**DIRECTIONS**: Can you recast the items as a numbered list without the blank lines, using only the part that opens with the first line of the items and closes with the line containing "[139,344,178,406]", both lines included?

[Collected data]
● ● ● ● ● ● ●

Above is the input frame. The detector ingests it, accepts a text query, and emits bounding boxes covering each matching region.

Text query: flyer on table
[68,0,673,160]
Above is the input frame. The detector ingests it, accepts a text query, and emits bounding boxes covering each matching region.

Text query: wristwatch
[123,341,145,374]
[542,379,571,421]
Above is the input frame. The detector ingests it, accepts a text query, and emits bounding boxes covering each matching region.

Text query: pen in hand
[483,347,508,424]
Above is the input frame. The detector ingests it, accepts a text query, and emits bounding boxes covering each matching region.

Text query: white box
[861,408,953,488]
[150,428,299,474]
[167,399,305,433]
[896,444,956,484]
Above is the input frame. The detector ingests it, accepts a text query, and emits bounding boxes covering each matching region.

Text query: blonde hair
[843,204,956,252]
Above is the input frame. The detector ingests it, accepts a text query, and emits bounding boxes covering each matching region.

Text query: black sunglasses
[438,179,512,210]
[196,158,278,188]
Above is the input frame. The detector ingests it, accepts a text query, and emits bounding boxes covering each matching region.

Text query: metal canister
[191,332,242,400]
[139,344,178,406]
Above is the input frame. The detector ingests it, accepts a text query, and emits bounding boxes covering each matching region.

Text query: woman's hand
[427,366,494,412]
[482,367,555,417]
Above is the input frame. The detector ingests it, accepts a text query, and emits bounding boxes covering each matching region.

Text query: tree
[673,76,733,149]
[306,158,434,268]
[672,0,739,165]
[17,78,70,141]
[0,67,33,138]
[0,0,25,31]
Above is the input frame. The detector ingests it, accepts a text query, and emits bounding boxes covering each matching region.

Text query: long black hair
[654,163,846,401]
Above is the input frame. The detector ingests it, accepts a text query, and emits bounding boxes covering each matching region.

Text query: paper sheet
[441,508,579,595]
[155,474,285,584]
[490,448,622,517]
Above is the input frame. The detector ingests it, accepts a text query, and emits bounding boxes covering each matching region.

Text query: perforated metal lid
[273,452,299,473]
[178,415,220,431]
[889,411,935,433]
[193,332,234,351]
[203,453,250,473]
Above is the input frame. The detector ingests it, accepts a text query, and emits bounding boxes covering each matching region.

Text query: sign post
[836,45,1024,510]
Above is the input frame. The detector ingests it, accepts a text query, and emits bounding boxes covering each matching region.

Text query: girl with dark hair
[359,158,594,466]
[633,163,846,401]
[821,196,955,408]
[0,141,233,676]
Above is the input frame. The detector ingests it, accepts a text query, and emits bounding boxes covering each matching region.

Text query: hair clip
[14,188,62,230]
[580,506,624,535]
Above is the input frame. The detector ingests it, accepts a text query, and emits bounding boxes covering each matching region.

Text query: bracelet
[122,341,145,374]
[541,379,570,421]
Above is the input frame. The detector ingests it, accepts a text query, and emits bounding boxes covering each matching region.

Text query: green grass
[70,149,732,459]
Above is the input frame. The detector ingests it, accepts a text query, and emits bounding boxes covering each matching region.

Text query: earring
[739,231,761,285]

● ● ● ● ● ● ●

**EXERCISE RESPONSE**:
1. Above is the input frame. The detector ingests it, accepts a text query, and emits bounding boxes covering each matching region.
2. Text query: flyer on table
3. [68,0,673,160]
4. Above is the input frame. The detector ingests it, accepts a text query, and emits bounding boxes covering each matching region.
5. Text query: wristwatch
6. [123,341,145,374]
7. [542,379,571,421]
8. Above is the input frame. The detector ingests it, accepts a text query, and emits bounding boxes covering each matching region.
9. Text query: pen in hand
10. [483,347,508,424]
11. Above is the input frame. The detector ingests it, accepts a text query, and emits bounding boxes covering each matching region.
12. Text query: white box
13. [861,408,953,488]
14. [150,428,299,474]
15. [167,399,305,433]
16. [896,444,956,484]
17. Above is the input frame. The detector ingests it, accepts a text query, and emits bounding boxes covering each matching region.
18. Text query: blonde hair
19. [843,204,956,252]
20. Above is the input frame. The detector ingests it, accepts a text query, and emits bounding boxes covering each matching region.
21. Text query: black sunglasses
22. [438,179,512,210]
23. [196,158,278,188]
24. Above is the input frame. The detector ingests it, accepts a text query, and emits bounding boxes covering each matching region.
25. Text query: metal canister
26. [191,332,242,400]
27. [139,344,178,406]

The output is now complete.